Aim of the exercise. Produce a verbatim transcription of all records.

........

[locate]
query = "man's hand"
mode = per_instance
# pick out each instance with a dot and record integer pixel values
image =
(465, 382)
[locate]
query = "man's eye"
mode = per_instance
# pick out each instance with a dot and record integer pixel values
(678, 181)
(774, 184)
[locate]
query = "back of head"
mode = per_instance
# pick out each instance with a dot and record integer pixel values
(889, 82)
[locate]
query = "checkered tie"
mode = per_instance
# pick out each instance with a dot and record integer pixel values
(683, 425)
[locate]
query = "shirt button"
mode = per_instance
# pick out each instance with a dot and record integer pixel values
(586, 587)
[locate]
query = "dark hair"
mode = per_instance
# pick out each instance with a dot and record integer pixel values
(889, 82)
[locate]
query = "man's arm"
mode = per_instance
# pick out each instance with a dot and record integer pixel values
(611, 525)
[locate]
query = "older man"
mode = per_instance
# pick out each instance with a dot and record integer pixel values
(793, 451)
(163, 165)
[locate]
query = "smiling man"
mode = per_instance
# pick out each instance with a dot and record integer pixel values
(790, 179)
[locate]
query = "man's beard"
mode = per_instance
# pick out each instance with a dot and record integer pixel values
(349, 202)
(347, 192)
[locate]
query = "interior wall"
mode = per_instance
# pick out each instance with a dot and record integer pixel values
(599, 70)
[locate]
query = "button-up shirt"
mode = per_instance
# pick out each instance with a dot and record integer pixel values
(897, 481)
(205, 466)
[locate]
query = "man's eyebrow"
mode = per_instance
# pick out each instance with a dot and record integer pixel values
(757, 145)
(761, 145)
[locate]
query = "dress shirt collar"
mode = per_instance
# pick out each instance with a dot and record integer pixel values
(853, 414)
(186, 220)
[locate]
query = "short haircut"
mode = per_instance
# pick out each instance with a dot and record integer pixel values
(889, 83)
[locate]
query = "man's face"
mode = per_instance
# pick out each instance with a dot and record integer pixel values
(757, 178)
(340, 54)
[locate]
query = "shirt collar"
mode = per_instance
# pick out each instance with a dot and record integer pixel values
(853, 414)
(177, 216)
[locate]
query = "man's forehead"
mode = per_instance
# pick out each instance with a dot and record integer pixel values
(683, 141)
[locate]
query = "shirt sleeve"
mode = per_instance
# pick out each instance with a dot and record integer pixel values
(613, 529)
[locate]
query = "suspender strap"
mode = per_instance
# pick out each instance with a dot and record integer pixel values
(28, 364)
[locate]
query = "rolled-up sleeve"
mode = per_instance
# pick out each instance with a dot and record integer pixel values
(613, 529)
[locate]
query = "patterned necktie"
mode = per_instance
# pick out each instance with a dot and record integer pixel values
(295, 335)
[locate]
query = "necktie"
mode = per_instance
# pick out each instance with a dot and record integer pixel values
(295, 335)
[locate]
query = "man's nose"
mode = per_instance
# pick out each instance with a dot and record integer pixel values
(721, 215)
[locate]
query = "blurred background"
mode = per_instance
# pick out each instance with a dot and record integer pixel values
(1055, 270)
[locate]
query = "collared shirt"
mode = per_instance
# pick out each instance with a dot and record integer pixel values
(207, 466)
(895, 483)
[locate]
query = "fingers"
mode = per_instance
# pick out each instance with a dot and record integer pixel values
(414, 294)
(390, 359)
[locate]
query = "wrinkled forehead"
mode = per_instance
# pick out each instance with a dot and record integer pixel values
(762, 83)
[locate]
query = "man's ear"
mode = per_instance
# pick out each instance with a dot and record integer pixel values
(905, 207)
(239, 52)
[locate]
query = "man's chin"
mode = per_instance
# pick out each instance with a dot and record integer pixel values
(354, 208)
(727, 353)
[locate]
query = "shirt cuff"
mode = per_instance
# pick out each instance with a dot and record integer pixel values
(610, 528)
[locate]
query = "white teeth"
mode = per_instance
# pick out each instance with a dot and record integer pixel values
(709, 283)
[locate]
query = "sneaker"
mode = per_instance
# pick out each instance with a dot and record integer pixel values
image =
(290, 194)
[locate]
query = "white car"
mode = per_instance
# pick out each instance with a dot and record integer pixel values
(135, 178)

........

Written reply.
[locate]
query = "man's hand"
mode = per_instance
# pick out each instance with a dot and record integer pixel values
image =
(465, 382)
[locate]
query = "man's eye"
mode = per_instance
# pick out each instance with a dot and record integer pixel values
(678, 181)
(774, 184)
[locate]
query = "back of head"
mode = per_instance
# pick out each instance with a dot and record integer pixel values
(889, 82)
[locate]
query = "checkered tie"
mode = per_instance
# pick out each instance with a dot and record integer pixel values
(683, 425)
[locate]
query = "shirt button"
mode = per_instance
# pick out each instance with a dot and record integer pixel values
(586, 587)
[locate]
query = "dark hair"
mode = per_instance
# pick out each instance with a dot and record integer pixel values
(889, 82)
[locate]
query = "man's arm"
mode = per_instance
# pick out each instance with a dot and record integer pixel values
(611, 525)
[locate]
query = "older man"
mode = per_instance
# pick out each instance with a dot and record integer pixel values
(793, 451)
(163, 165)
[locate]
query = "smiling man"
mode = per_instance
# pick out each instance with a dot and record integer pixel values
(790, 179)
[locate]
query = "man's beard"
mode = per_instance
# pick out each instance with a dot and record integer pixel values
(349, 202)
(347, 192)
[locate]
query = "interior wall"
mode = per_instance
# pick out each instance with a dot and record integer pixel values
(599, 70)
[locate]
query = "button-up shirt"
mode = per_instance
# pick out each instance with a dot and record integer pixel values
(897, 481)
(205, 466)
[locate]
query = "man's eyebrow"
mode = per_instance
# pick out each instance with a dot and record integer pixel values
(757, 145)
(761, 145)
[locate]
query = "dress shirt collar"
mode = per_instance
# pick out each instance with a dot and record integer pixel values
(853, 414)
(186, 220)
[locate]
query = "short haircut"
mode = per_instance
# pick out each instance with a dot and record integer pixel values
(889, 83)
[locate]
query = "man's face"
mode = per_instance
# pick out each instance with a dot and record integer pixel values
(757, 178)
(340, 54)
[locate]
query = "shirt collar"
mode = per_instance
# pick out each instance with a dot and record integer pixel values
(853, 414)
(177, 216)
[locate]
query = "man's forehead"
mode = per_instance
# pick out each instance with a dot and record integer pixel values
(683, 141)
[locate]
query = "shirt sleeve"
mode = per_instance
# pick out each instance with a dot and record integer pixel values
(613, 529)
[locate]
query = "suspender strap"
mode = per_instance
# pick out each instance with a dot and record integer pixel values
(28, 364)
[locate]
query = "rolled-up sleeve"
mode = per_instance
# pick out each instance with a dot and record integer pixel values
(613, 529)
[locate]
query = "patterned necktie"
mode = per_instance
# pick out each instance with a dot and record integer pixel values
(295, 335)
[locate]
query = "necktie"
mode = per_instance
# pick out each instance with a dot and record integer pixel values
(295, 335)
[locate]
query = "man's nose"
mode = per_instance
# pick out each instance with a dot and record integer pixel values
(721, 215)
[locate]
query = "blurred background"
mode = per_instance
# pick out each instance with a dot and record integer pixel values
(1055, 270)
[locate]
query = "collared shirt"
mode = per_instance
# pick out each instance with a dot and record integer pixel values
(207, 466)
(895, 483)
[locate]
query = "fingers"
mode = per_instance
# pick out each instance with a dot and record integer pixel values
(414, 294)
(390, 359)
[locate]
query = "wrinkled forehead"
mode = per_instance
# pick out each instance with a dot and record integer pixel values
(762, 83)
[locate]
query = "man's ear"
mode = per_instance
# pick out each instance with a dot and record integer pixel values
(905, 207)
(239, 52)
[locate]
query = "man's chin"
mode = per_instance
# pick out each instance with a dot and record integer pixel values
(354, 208)
(727, 353)
[locate]
query = "shirt cuff"
mode = per_instance
# pick out each instance with a dot and record integer pixel values
(610, 528)
[locate]
query = "white teeth"
mode = per_instance
# pick out each instance with a dot and record integer pixel values
(709, 283)
[locate]
query = "sneaker"
mode = per_instance
# pick out each instance with a dot and record integer pixel values
image =
(290, 194)
[locate]
query = "white car"
mode = per_instance
# pick out each instance with a dot and record integer pixel values
(135, 178)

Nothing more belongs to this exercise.